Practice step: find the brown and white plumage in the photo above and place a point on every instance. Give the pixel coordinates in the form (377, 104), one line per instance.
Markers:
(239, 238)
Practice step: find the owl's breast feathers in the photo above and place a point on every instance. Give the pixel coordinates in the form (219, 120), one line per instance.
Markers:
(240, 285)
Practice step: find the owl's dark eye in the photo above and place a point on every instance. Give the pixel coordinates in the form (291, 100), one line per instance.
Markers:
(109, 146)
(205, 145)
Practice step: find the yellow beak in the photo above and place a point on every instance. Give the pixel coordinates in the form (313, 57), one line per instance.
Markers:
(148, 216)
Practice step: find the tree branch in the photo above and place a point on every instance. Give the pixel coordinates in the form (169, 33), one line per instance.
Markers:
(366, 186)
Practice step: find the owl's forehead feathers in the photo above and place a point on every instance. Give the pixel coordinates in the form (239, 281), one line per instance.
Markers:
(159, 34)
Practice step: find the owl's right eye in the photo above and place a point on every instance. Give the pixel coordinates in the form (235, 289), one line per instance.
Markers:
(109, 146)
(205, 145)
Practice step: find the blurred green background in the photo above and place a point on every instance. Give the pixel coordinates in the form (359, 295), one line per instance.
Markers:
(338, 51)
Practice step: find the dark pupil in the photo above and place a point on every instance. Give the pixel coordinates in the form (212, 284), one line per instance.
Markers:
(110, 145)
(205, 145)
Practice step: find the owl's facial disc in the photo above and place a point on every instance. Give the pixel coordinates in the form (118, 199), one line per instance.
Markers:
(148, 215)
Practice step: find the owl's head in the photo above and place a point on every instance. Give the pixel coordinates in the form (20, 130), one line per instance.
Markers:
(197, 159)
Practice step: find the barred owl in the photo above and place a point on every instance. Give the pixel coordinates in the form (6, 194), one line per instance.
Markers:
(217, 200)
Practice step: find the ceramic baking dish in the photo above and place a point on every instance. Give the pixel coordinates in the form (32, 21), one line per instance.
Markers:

********

### TASK GOAL
For this exercise, gather every line of the data that contains the word "feathers".

### ANSWER BOX
Practice step: find the owl's breast feathers in the photo above and place a point on every instance. Give the pixel coordinates in the form (219, 120), one line per instance.
Practice step: find the owl's forehead feathers in the photo above and place a point on every instance. Give the pixel coordinates in the form (239, 281), one line per instance.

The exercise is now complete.